:: 読む文章

首位打者快走中。太田椋はオリックスの先人たちの系譜を継ぐタイトル獲得なるか

パ・リーグ インサイト 望月遼太

2025.5.9(金) 17:00

オリックス・バファローズ 太田椋選手【写真:球団提供】
オリックス・バファローズ 太田椋選手【写真:球団提供】

打撃3部門全てでハイレベルな成績を残し、昨季以上の進化を遂げている

 太田椋選手が5月4日の試合終了時点で打率.397を記録し、パ・リーグの打率ランキングでトップに立っている。太田選手は2024年に91試合で打率.288とブレイクの足がかりを作ったが、今季は本塁打がリーグ5位タイ、打点が同1位タイと打撃三部門全てでハイレベルな成績を残しており、さらなるステップアップを果たしそうな気配を漂わせている。

 今回は、太田椋選手が一軍で記録してきた各種の打撃指標に加えて、各シーズンにおいて守備に就いた試合数を確認。開幕から上位争いを繰り広げる新生オリックスを攻守にわたって支えている24歳の若武者が持つ、特徴と強みをあらためて紹介していきたい。(成績は5月4日の試合終了時点)

選球眼の改善と長打力の向上によって、リーグ最高クラスの生産性を誇る打者に

 太田選手が一軍で記録してきた、年度別の指標は下記の通り。

太田椋選手 年度別指標 ⓒPLM
太田椋選手 年度別指標 ⓒPLM

 打率と出塁率の差を示す「IsoD」はキャリア平均で.054と決して高い数字ではなく、積極的なバッティングを持ち味としていることが示されている。しかし、今季のIsoDは.065とキャリア平均を上回る値となっており、課題の一つだった選球眼に改善の兆しが見えている。

 また、四球を三振で割って求める、同じく打者の選球眼を示す指標の「BB/K」に関しても、キャリア平均の.299に対して直近2年間はいずれも.400を超える数字を残している。ストライクゾーンを見極める能力が着実に向上していることは、各種の指標にも表れていると言えよう。

 長打率に関してもキャリア平均の数字は.377とやや控えめな水準だったが、直近3年間ではいずれも.400を上回る数字を記録。とりわけ、今季の長打率はリーグトップの.517と劇的な向上を見せており、打者としての生産性も大いに高まっていることがわかる。

 そして、長打率から単打の影響を省いた、いわば“真の長打力”を表すとされる「ISO」という指標に関しても、直近3シーズンにおいては全てキャリア平均の数字を上回っている。さらに、本塁打を1本記録するために必要となる打数を示す「AB/HR」という指標に関しても、今季は29.00とキャリア平均の数字(43.11)を遥かに上回る値を残している。

 これまで紹介してきた選球眼と長打力の向上に伴い、OPSはリーグトップの.979という極めて優秀な水準に到達。キャリア平均のOPSは.693とやや低い水準にあったが、今やリーグ最高クラスの生産性を誇る打者へと進化を遂げている。

::::
:: 記録データ

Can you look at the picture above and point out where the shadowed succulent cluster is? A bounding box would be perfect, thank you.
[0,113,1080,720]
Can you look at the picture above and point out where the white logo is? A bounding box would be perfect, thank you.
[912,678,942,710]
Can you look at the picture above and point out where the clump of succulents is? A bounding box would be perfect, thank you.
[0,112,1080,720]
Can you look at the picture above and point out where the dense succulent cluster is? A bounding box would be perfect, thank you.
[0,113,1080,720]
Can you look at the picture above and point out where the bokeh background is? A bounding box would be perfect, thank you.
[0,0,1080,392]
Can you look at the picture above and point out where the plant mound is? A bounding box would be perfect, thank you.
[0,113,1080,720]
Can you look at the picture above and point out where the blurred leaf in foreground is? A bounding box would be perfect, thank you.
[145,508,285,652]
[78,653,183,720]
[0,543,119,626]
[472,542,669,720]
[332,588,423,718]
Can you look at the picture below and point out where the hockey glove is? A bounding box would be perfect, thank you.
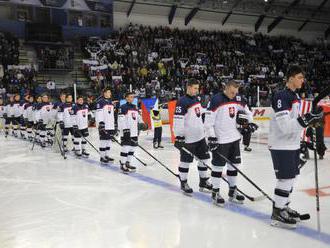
[60,121,64,130]
[174,136,186,150]
[123,129,131,143]
[249,123,259,133]
[109,130,116,142]
[297,107,323,128]
[99,121,105,133]
[208,137,219,152]
[72,125,79,135]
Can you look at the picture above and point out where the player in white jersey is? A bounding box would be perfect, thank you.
[57,93,74,152]
[23,96,34,141]
[118,92,140,173]
[174,79,212,194]
[268,66,323,228]
[95,88,115,163]
[205,80,252,206]
[35,93,55,147]
[4,95,21,137]
[0,98,5,131]
[72,96,89,157]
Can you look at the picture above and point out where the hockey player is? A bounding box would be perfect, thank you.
[205,80,252,206]
[268,66,323,228]
[174,79,212,194]
[95,88,115,163]
[151,109,164,149]
[19,95,30,139]
[23,96,34,141]
[4,95,21,137]
[32,96,42,144]
[0,98,5,132]
[36,93,54,147]
[118,92,140,173]
[72,96,89,158]
[57,93,75,152]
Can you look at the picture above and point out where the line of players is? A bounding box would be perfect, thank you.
[174,66,323,228]
[3,66,323,228]
[0,88,143,173]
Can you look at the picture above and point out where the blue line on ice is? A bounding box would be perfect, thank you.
[79,159,330,245]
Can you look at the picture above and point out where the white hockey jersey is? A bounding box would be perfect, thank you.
[268,88,303,150]
[205,92,253,144]
[35,102,55,124]
[23,103,34,122]
[95,97,115,130]
[173,95,205,143]
[72,104,89,130]
[57,103,74,128]
[0,105,5,118]
[5,102,21,118]
[118,103,141,137]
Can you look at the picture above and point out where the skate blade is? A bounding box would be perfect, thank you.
[212,200,225,208]
[182,191,194,197]
[270,220,297,229]
[199,187,212,193]
[228,197,244,205]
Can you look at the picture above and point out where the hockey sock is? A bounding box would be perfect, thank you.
[100,140,108,158]
[179,162,190,181]
[211,164,223,189]
[105,140,111,157]
[274,179,293,209]
[62,135,68,148]
[197,159,207,178]
[127,146,135,162]
[81,139,87,150]
[73,137,81,152]
[120,146,129,164]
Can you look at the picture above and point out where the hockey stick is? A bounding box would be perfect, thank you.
[312,86,330,232]
[138,144,180,180]
[313,127,321,232]
[312,86,330,109]
[215,151,274,203]
[111,137,147,166]
[178,147,266,201]
[54,124,67,159]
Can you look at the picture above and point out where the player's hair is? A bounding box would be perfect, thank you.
[102,87,111,94]
[225,79,240,88]
[125,91,134,98]
[286,65,305,79]
[187,78,199,86]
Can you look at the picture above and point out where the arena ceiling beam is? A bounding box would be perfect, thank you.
[127,0,136,17]
[267,0,301,33]
[254,0,274,32]
[298,0,328,32]
[168,4,178,25]
[184,7,199,26]
[324,26,330,39]
[222,0,242,26]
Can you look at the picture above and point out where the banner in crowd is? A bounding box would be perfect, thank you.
[141,97,158,129]
[167,101,176,143]
[0,0,113,13]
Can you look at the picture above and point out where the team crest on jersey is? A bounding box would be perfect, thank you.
[195,107,201,118]
[229,107,236,118]
[132,113,136,120]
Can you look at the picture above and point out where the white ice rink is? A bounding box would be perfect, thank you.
[0,127,330,248]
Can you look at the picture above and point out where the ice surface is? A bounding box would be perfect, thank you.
[0,127,330,248]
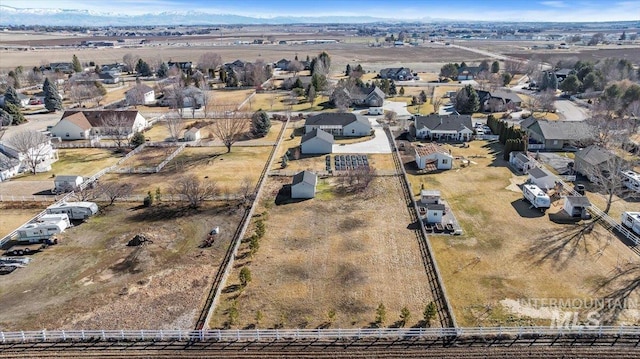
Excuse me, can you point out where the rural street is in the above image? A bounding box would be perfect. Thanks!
[554,99,589,121]
[332,117,391,153]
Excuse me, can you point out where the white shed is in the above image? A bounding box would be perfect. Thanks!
[427,204,445,223]
[184,127,201,141]
[562,196,591,218]
[529,167,558,191]
[53,176,84,193]
[291,171,318,198]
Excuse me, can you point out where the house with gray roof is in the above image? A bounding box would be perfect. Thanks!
[291,171,318,198]
[300,128,333,155]
[412,114,473,141]
[304,112,371,137]
[520,119,594,151]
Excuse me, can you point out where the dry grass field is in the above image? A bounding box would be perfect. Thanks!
[209,177,432,328]
[0,203,245,330]
[407,141,640,326]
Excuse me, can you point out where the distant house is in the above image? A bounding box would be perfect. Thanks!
[98,72,120,84]
[53,176,84,193]
[184,127,201,141]
[477,90,522,112]
[336,86,386,107]
[458,66,480,81]
[415,143,453,171]
[50,110,147,140]
[529,167,557,191]
[124,84,156,106]
[574,145,619,182]
[0,152,20,182]
[427,204,445,223]
[412,114,473,141]
[520,119,594,151]
[562,196,591,218]
[509,151,535,173]
[291,171,318,198]
[378,67,414,81]
[300,128,333,155]
[304,112,371,137]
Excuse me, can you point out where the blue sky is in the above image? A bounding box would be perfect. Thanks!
[0,0,640,21]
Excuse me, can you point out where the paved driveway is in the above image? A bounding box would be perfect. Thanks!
[333,118,391,154]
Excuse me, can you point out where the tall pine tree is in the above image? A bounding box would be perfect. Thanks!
[42,77,62,112]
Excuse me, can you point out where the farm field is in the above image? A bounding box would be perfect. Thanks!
[0,202,241,330]
[209,177,432,328]
[407,141,640,326]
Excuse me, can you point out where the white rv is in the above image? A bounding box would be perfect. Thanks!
[522,184,551,212]
[47,202,98,220]
[622,212,640,234]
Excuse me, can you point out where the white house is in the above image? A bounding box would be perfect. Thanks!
[184,127,201,141]
[562,196,591,218]
[124,84,156,106]
[53,176,84,193]
[304,113,371,137]
[50,110,148,141]
[300,129,333,155]
[291,171,318,198]
[529,167,557,191]
[415,143,453,171]
[427,204,445,223]
[413,114,473,141]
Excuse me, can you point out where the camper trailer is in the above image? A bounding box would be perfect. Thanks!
[522,184,551,212]
[47,202,98,220]
[622,212,640,234]
[620,171,640,192]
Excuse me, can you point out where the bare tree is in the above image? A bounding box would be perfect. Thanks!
[122,52,140,74]
[171,175,219,208]
[7,130,53,174]
[212,116,249,153]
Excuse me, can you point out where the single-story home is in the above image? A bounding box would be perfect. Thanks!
[477,90,522,112]
[509,151,535,173]
[50,110,148,140]
[427,204,445,223]
[420,189,441,204]
[184,127,201,141]
[300,128,333,155]
[529,167,558,191]
[415,143,453,171]
[304,112,371,137]
[562,196,591,218]
[574,145,620,182]
[0,152,20,182]
[291,171,318,198]
[124,84,156,106]
[378,67,414,81]
[53,176,84,193]
[412,114,473,141]
[520,118,594,151]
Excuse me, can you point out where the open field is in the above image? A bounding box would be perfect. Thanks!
[0,203,240,330]
[407,141,640,326]
[210,177,431,328]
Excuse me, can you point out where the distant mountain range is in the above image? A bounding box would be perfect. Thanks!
[0,5,410,26]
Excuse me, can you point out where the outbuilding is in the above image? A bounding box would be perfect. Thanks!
[562,196,591,218]
[291,171,318,198]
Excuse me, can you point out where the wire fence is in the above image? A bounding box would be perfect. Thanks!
[0,326,640,343]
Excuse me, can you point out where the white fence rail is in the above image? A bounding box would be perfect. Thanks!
[0,326,640,343]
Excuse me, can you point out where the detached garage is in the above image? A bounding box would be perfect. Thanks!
[291,171,318,198]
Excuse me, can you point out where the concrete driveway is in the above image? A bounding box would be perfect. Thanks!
[332,117,391,154]
[554,99,589,121]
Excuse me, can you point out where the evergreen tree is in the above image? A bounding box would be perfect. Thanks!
[251,109,271,137]
[4,86,22,108]
[71,54,82,72]
[42,77,62,112]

::::

▶ [課題一覧]:
- a) 太田椋選手についての文章に照らして、次の(i)〜(iii)が合っているかをそれぞれ「はい」か「いいえ」で答えてください。判断の根拠となる本文の語句も、そのまま引用して添えてください。
(i) 今季の長打率はリーグトップの.517である。
(ii) 今季のIsoDはキャリア平均を下回っている。
(iii) キャリア平均のOPSは.979である。
- b) 記録から、文字列「cluster」を含む行をすべて抜き出してください。

▶ [各課題の解答]:
- a)
(i) はい。「今季の長打率はリーグトップの.517と劇的な向上を見せており」
(ii) いいえ。「今季のIsoDは.065とキャリア平均を上回る値となっており」
(iii) いいえ。「キャリア平均のOPSは.693とやや低い水準にあった」

- b)
Can you look at the picture above and point out where the shadowed succulent cluster is? A bounding box would be perfect, thank you.
Can you look at the picture above and point out where the dense succulent cluster is? A bounding box would be perfect, thank you.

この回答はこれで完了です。